Every line from the line containing "Target: house" through the final line below is to be repeated exactly; no other line is.
## START Dataset
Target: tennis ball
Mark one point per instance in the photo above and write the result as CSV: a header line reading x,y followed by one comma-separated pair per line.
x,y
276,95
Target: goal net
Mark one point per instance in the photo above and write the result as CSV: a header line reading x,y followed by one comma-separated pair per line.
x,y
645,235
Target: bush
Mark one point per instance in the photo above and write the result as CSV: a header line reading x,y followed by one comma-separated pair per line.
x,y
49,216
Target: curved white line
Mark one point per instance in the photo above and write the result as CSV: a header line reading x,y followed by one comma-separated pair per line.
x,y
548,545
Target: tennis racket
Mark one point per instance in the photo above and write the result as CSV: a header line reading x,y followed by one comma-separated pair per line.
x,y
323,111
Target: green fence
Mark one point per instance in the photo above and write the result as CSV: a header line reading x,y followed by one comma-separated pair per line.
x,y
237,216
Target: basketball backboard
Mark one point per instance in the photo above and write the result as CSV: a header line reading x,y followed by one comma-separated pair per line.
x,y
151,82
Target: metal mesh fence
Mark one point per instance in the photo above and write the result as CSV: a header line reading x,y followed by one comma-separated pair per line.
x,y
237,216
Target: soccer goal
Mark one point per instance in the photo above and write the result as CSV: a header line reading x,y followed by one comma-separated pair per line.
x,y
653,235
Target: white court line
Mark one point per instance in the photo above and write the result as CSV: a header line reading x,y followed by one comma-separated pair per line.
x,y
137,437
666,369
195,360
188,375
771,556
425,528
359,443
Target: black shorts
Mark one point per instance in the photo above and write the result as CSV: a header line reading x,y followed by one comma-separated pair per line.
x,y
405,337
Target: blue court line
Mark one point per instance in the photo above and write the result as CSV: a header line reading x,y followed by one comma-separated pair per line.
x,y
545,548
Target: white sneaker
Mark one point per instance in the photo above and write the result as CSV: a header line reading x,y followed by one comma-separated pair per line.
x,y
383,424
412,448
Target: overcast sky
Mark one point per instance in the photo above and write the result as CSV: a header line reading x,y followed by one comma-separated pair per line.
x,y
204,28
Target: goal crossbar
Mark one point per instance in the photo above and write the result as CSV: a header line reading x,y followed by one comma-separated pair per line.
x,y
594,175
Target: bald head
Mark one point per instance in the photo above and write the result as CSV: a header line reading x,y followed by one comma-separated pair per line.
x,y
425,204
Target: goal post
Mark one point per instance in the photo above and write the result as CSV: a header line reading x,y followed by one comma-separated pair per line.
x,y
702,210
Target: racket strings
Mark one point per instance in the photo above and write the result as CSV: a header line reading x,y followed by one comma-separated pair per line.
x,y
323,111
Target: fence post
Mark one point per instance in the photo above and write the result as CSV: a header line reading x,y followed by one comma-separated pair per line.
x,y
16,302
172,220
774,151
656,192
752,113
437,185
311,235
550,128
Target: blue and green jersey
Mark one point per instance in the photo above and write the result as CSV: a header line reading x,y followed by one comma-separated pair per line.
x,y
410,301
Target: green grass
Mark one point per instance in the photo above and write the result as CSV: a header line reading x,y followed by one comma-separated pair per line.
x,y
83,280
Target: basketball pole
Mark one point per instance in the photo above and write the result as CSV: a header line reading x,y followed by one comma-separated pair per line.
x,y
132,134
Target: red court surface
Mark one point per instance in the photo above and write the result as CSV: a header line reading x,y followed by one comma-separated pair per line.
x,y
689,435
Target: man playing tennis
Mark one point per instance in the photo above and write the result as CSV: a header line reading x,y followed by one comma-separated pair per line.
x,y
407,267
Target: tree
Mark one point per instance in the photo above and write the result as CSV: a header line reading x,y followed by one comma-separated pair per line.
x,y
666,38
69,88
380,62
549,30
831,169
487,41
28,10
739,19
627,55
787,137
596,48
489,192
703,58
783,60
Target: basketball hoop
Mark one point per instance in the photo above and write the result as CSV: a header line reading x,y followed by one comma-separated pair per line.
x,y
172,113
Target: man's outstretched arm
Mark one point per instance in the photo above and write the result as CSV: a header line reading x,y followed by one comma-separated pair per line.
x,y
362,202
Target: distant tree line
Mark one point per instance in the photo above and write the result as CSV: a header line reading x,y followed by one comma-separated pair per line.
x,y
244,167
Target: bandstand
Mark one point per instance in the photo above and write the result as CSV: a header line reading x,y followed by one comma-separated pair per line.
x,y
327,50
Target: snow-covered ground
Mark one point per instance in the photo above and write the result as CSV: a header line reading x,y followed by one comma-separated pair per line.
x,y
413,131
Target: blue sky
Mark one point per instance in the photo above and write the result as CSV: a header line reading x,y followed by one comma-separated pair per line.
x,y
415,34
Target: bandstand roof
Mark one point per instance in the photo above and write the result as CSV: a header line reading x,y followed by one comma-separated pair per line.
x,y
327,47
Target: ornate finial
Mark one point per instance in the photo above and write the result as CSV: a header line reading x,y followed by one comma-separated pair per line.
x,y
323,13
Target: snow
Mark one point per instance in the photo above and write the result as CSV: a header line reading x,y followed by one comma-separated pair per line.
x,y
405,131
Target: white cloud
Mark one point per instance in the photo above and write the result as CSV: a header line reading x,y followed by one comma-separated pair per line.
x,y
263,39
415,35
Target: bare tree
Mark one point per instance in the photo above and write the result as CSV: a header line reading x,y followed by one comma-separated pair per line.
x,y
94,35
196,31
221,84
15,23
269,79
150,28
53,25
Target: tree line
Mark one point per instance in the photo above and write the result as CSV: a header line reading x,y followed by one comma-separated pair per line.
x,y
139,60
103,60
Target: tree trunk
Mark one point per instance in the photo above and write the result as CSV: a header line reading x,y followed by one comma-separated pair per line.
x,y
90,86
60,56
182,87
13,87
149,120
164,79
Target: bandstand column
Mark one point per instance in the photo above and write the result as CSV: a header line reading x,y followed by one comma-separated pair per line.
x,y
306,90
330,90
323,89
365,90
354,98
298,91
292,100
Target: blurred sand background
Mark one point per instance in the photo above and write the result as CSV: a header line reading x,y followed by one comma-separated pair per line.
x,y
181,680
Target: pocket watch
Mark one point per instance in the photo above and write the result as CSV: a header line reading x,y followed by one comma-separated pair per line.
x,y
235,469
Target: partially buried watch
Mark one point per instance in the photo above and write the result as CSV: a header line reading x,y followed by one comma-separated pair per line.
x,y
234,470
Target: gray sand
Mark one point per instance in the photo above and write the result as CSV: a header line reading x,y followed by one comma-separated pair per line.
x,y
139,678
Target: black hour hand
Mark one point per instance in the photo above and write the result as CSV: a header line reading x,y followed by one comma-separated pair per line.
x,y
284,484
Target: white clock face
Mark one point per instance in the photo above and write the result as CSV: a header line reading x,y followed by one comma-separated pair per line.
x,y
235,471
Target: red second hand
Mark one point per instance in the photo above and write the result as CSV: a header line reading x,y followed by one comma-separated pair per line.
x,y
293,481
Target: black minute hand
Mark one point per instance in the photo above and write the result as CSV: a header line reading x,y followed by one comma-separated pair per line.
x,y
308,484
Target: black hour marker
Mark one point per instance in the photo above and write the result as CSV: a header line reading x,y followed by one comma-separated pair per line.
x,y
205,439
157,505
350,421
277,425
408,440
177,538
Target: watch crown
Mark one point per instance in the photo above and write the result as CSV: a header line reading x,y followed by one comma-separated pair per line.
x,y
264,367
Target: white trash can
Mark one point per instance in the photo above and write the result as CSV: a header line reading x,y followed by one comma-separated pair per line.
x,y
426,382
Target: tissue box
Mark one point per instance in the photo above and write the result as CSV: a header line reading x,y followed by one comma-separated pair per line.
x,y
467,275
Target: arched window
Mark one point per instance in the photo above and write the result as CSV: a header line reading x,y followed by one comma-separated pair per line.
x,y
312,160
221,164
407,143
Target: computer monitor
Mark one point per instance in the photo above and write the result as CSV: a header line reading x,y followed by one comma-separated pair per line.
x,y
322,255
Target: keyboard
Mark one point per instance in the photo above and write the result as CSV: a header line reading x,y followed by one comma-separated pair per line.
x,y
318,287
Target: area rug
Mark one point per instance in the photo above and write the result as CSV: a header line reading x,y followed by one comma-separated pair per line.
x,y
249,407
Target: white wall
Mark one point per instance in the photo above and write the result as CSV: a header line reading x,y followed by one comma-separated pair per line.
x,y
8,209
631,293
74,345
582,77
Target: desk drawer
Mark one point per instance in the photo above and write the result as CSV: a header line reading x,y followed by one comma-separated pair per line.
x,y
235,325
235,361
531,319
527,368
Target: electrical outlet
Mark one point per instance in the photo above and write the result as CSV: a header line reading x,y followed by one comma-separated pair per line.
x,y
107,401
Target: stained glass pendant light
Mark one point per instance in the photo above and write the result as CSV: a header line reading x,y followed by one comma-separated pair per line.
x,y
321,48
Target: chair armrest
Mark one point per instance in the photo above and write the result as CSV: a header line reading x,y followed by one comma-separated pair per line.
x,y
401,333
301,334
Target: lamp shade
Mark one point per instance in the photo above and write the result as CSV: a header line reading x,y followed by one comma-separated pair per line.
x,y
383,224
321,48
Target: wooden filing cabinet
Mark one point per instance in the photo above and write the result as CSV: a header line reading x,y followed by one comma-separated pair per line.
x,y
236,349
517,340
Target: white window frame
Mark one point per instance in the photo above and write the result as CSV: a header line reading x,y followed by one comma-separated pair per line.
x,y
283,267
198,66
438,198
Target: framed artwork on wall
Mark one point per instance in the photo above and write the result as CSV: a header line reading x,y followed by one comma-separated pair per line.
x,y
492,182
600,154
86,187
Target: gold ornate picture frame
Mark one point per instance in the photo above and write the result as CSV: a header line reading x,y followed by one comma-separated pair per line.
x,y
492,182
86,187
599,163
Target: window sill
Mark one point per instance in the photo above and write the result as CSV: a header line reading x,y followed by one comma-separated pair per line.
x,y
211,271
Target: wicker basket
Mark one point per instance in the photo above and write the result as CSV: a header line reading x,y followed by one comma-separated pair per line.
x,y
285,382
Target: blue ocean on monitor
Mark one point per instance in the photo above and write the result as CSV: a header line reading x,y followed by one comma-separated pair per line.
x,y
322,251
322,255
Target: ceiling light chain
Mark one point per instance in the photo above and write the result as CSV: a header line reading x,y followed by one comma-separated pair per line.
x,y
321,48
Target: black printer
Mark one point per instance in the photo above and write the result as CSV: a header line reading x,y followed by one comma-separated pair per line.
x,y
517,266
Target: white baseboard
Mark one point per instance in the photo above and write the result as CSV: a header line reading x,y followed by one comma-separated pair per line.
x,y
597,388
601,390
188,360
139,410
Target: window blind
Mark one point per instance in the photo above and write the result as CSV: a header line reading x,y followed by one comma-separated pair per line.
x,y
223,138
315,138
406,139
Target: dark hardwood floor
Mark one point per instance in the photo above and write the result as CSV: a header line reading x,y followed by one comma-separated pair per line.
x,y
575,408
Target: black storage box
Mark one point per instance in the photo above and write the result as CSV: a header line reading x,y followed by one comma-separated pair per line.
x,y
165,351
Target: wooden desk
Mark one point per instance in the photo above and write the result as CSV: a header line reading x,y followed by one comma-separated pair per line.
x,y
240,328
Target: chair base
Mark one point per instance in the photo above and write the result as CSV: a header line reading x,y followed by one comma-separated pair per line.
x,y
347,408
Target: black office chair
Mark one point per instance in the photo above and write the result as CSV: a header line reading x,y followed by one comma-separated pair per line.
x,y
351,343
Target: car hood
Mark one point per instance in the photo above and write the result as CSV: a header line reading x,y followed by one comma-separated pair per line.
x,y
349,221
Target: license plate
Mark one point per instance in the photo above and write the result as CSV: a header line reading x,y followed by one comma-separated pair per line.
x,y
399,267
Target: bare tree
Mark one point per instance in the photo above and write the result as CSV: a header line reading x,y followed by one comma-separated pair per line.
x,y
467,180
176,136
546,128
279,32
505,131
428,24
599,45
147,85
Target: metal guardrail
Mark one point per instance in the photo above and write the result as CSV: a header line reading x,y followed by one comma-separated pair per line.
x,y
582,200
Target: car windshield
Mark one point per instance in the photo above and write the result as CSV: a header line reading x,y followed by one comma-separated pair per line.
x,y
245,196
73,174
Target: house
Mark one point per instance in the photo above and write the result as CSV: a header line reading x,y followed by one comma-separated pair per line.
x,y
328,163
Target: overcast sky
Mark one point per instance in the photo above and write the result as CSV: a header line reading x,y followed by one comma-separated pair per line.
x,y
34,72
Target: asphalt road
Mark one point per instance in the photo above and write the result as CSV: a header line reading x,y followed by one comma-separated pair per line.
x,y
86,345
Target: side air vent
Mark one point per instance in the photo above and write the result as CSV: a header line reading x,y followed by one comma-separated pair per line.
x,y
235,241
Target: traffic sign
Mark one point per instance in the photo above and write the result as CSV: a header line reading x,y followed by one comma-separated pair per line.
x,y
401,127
## END Dataset
Task response >>
Target: house
Mark one point per instance in the photo above and write the result as CSV: a header line reading x,y followed by one comma-separated pair per line.
x,y
328,163
Target: overcast sky
Mark one point per instance in the photo above and write the result as CSV: a header line reading x,y followed by one comma-separated pair per line.
x,y
34,72
Target: asphalt road
Mark one point per instance in the photo above and write the result as CSV: a header line reading x,y followed by one comma-separated pair per line.
x,y
86,345
Target: side air vent
Mark one point per instance in the photo above and write the result as CSV: a header line reading x,y followed by one comma-separated pair per line.
x,y
235,241
Target: traffic sign
Mark one point per instance in the photo above and write the result as CSV: a header line reading x,y followed by one comma-separated pair per line.
x,y
401,127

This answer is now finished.